## EXERCISE INPUTS
⁂

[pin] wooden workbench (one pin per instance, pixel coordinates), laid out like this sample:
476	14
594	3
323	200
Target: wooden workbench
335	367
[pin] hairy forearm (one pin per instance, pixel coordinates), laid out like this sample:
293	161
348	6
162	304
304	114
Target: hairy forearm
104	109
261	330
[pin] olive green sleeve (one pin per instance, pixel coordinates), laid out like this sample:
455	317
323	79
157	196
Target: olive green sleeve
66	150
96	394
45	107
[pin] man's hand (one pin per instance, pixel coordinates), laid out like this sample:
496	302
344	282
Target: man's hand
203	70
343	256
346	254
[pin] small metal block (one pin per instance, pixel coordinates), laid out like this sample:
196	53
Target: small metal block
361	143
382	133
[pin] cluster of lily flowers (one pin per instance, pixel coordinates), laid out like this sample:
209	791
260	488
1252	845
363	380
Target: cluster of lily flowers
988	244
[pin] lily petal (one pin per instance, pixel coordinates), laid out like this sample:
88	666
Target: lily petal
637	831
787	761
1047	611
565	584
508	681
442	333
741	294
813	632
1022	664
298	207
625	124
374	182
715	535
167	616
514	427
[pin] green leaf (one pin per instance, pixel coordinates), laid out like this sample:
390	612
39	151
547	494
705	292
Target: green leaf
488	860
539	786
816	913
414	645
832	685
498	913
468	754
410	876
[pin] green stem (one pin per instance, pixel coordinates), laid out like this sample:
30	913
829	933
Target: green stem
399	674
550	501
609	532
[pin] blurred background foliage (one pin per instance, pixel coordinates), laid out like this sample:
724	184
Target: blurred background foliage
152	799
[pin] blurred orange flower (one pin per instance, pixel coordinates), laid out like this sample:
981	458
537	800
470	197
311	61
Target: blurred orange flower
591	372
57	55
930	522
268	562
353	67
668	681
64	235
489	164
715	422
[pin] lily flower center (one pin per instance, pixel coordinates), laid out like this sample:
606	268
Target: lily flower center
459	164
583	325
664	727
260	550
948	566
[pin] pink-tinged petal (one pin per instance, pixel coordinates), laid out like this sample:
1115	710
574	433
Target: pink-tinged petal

⁂

## WHAT IS REQUIRED
Arrange all of the records above as a numbered list, omitting any blank lines.

## SOLUTION TO THIS EXERCISE
1. [pin] wooden workbench (one pin per instance, pixel coordinates), laid out like this sample:
2. 476	14
3. 594	3
4. 323	200
5. Target: wooden workbench
6. 335	367
7. [pin] hairy forearm (one pin per instance, pixel coordinates), laid out like this sample:
8. 293	161
9. 348	6
10. 162	304
11. 304	114
12. Target: hairy forearm
13. 104	109
14. 261	330
15. [pin] olive green sleeve (one pin per instance, pixel coordinates), laid out like this sample:
16. 455	317
17. 323	79
18. 157	196
19. Target: olive green sleeve
20. 66	150
21. 96	394
22. 45	107
23. [pin] man's hand (one pin per instance, pixel coordinates), laid out like this sample:
24. 496	302
25. 344	282
26. Target: man's hand
27. 203	70
28. 343	256
29. 346	254
30. [pin] small metal block (one pin per instance, pixel coordinates), laid out like this sample:
31. 196	53
32. Target: small metal block
33. 361	143
34. 382	133
35. [pin] cluster of lily flowers (one pin per instance, pixel coordinates), laid out like this sample:
36. 209	791
37. 260	488
38. 1252	845
39. 363	380
40. Target: cluster of lily flowers
41. 988	244
42. [pin] lily petal (one pin per instance, pixel coordinates), laid out like this sample:
43. 88	666
44. Target: lily petal
45. 637	831
46. 787	761
47. 1047	611
48. 565	584
49. 508	681
50. 442	333
51. 741	294
52. 813	632
53. 1022	664
54. 298	207
55. 625	124
56. 374	182
57. 715	535
58. 167	616
59. 514	427
60. [pin] green leaf (one pin per instance, pixel coordinates), laid out like this sample:
61. 390	612
62. 39	151
63. 547	494
64. 705	292
65. Target: green leaf
66. 488	860
67. 539	786
68. 816	913
69. 414	645
70. 832	685
71. 498	913
72. 468	754
73. 410	876
74. [pin] green stem (one pin per instance, pixel coordinates), laid out like this sample:
75. 30	913
76. 829	933
77. Target: green stem
78. 399	674
79. 550	501
80. 609	532
81. [pin] blurred background foliage (one pin per instance, pixel coordinates), laid out like this sample:
82. 724	184
83. Target: blurred background foliage
84. 152	799
85. [pin] blurred orange flower (one pin per instance, pixel coordinates), laid out like this sample:
86. 981	458
87. 537	800
88. 470	197
89. 311	61
90. Target: blurred orange flower
91. 591	372
92. 57	55
93. 930	522
94. 268	562
95. 353	67
96. 668	681
97. 64	235
98. 489	164
99. 715	422
100. [pin] lily flower center (one pin per instance, pixel coordinates), laid out like this sample:
101. 606	268
102. Target: lily flower center
103. 459	164
104. 583	325
105. 664	727
106. 260	550
107. 948	566
108. [pin] pink-tinged petal (one pin per instance, pixel coordinates), laid out like this sample:
109. 1115	710
110. 574	433
111. Target: pink-tinged petal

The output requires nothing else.